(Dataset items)
_ _ _

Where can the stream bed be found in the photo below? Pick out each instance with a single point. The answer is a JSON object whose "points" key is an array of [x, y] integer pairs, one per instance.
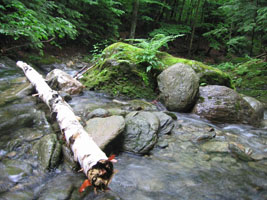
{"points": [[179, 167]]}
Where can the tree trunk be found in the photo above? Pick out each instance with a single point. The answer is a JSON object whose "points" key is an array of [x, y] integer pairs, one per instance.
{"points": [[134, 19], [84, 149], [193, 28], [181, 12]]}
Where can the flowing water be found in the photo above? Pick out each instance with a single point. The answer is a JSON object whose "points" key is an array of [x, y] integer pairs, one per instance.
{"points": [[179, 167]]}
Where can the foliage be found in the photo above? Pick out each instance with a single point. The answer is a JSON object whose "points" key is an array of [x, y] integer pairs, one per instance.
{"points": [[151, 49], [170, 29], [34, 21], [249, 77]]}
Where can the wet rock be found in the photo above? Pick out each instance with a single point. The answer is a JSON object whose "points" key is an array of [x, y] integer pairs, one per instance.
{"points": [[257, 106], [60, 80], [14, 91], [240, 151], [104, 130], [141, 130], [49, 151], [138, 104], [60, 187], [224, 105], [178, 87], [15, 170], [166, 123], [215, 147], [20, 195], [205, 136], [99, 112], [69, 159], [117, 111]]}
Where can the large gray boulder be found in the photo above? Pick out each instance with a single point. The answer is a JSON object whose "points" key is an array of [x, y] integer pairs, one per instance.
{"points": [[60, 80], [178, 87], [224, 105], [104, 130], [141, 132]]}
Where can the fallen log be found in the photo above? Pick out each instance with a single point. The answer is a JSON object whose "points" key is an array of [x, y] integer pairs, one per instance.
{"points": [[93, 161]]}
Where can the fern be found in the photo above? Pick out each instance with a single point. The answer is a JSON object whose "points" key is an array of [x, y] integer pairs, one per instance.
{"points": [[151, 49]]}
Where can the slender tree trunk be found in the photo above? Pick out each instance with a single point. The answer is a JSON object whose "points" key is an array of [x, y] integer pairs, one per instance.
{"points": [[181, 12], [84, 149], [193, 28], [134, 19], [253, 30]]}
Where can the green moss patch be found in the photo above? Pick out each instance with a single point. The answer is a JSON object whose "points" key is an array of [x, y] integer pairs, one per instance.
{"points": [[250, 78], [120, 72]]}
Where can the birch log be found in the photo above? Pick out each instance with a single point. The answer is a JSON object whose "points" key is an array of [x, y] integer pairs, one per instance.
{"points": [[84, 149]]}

_ _ _

**AIM OF THE EXERCISE**
Write out every record above exactly, leaving no picture in the result.

**SOLUTION TO THIS PROBLEM**
Where can the stream bed be found in the photo below? Pick out each instance with a single point. The answer is a JSON object whose "points" key is an array of [x, y] integer pairs, one per instance.
{"points": [[179, 167]]}
Where can the tree trunk be found in the photo above? Pick out each instance with a single point. The answer is a JSON object whose "points" key is an array of [x, y] integer pairs, one per instance.
{"points": [[134, 19], [84, 149], [193, 28], [181, 12]]}
Where can the flowing water be found in the photo above? Pick out each instance with a single point. The answer is a JSON object whose "points" key is an array of [x, y] integer pairs, one per instance.
{"points": [[179, 167]]}
Where can the foliage be found in the photo above? Pick out each instance with a single point. The answer is a JSON object whose "points" key is an array of [x, y] integer pairs, one per instance.
{"points": [[151, 49], [170, 29], [34, 21], [249, 77]]}
Where can the wet rock be found in the photo above? Pick out each instance with a single point. The answer is a JSON object whose "points" key is an array of [x, y] integer pairs, one per instance.
{"points": [[257, 106], [60, 80], [14, 91], [240, 151], [104, 130], [141, 130], [49, 151], [138, 104], [60, 187], [224, 105], [178, 87], [15, 170], [166, 123], [215, 147], [20, 195], [205, 136], [99, 112], [69, 159], [117, 111]]}
Where can the large gray boulder be found in the photo above? Pick out each instance with a single point. The answer is a JSON object whose "points" key is an array of [x, y] integer pairs, one per instance.
{"points": [[60, 80], [178, 87], [224, 105], [104, 130], [141, 132]]}
Where can the fallen log be found in the photo above? Pick out each instance with a single point. The answer is a JSON object whose "points" key is an array of [x, y] integer pairs, one per instance.
{"points": [[93, 161]]}
Where can the fern be found in the photo above? Pick out each instance with a single point. The answer is a JSON object whose "points" key is an array of [x, y] integer pairs, one per instance.
{"points": [[151, 49]]}
Where can the slender tree trunk be found in the photo above? Pick out each instance with a single point. The answer is a JSON object whose "points" key is an array of [x, y] integer pairs, one per instance.
{"points": [[181, 12], [84, 149], [193, 28], [134, 19], [253, 30]]}
Where can the green moss patch be found in the photo above? Pick out each instance with a single point. The answer is a JSON object whose "points" key is an array of [x, y] integer pairs, one per instance.
{"points": [[250, 78], [120, 72]]}
Where can the birch log be found in the photo above? Pick out each instance with a single point. The answer is a JSON object whose "points" key is an array of [x, y] integer pairs, one per instance.
{"points": [[84, 149]]}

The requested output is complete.